_TEXT PASSAGE_.

---+---

To reach as many participants, voices, and resources as possible, Bale is a distributed collaborative project. Our editorial team commits to long-term care and healthy growth of the site, so we would like to introduce ourselves here.
Our current editors are the group who envisioned and designed the site. We met in a pod program during the pandemic. The Coalition of Feminist Scholars in the History of Rhetoric and Composition designed the pod program to create space for scholars and teachers with shared interests. We reached out to the folks at the WAC Clearinghouse, to see if they would be interested in building off the structure of CompPile but for a new project in storytelling and narrative resources. We are excited to see this project become a reality.
April Conway: After growing up in Tucson, I eventually landed in the Midwest where I earned a PhD in English with a Rhetoric and Writing specialization. I now teach graduate and undergraduate students through the Sweetland Center for Writing at the University of Michigan. By living with my family in southeastern Michigan, I occupy the ancestral land of the Three Fire Confederacy of the Ojibwe, Odawa, and Potawatomi Nations, as well as the Wyandot Nation. As a visual artist, creative writer, and curious community member, I am interested in how storytelling can inform academic research and writing and how storytelling and community literacies intersect.

---+---

_DATA FOR ANALYSIS_.
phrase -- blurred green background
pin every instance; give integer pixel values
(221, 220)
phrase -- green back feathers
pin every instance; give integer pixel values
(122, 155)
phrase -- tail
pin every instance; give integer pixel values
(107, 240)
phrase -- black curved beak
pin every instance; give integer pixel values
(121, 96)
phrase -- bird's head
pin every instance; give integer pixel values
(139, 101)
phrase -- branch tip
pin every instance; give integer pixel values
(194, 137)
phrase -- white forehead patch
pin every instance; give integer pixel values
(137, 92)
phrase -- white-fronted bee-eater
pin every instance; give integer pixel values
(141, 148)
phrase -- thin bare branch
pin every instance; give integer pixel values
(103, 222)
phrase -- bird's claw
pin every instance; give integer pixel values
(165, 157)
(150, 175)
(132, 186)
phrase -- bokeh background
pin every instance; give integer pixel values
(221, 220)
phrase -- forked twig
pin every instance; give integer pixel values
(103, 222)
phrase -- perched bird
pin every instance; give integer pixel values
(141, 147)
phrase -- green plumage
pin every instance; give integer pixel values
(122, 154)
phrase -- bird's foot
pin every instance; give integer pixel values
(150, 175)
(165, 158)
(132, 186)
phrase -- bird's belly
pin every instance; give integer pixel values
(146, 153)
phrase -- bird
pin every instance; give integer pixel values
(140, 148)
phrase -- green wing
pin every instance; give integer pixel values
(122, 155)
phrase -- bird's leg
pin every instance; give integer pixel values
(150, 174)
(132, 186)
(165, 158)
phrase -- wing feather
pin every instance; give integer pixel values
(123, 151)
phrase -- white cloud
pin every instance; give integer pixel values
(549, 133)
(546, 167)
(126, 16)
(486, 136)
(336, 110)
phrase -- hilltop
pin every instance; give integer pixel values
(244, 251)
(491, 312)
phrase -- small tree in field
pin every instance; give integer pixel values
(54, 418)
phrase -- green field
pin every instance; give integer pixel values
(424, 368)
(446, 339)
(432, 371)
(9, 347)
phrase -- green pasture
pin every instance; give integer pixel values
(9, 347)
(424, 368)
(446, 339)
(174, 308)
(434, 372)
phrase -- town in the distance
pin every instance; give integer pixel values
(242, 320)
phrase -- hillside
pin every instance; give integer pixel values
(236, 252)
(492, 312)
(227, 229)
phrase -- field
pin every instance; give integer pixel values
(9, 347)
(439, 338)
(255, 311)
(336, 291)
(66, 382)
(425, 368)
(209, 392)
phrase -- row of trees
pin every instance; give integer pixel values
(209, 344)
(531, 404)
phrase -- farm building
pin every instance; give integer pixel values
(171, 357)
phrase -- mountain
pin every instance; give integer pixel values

---+---

_WORK TO BE COMPLETED_. Retype the entire passage introducing the Bale editorial team, word for word.

_FINISHED EXERCISE_.
To reach as many participants, voices, and resources as possible, Bale is a distributed collaborative project. Our editorial team commits to long-term care and healthy growth of the site, so we would like to introduce ourselves here.
Our current editors are the group who envisioned and designed the site. We met in a pod program during the pandemic. The Coalition of Feminist Scholars in the History of Rhetoric and Composition designed the pod program to create space for scholars and teachers with shared interests. We reached out to the folks at the WAC Clearinghouse, to see if they would be interested in building off the structure of CompPile but for a new project in storytelling and narrative resources. We are excited to see this project become a reality.
April Conway: After growing up in Tucson, I eventually landed in the Midwest where I earned a PhD in English with a Rhetoric and Writing specialization. I now teach graduate and undergraduate students through the Sweetland Center for Writing at the University of Michigan. By living with my family in southeastern Michigan, I occupy the ancestral land of the Three Fire Confederacy of the Ojibwe, Odawa, and Potawatomi Nations, as well as the Wyandot Nation. As a visual artist, creative writer, and curious community member, I am interested in how storytelling can inform academic research and writing and how storytelling and community literacies intersect.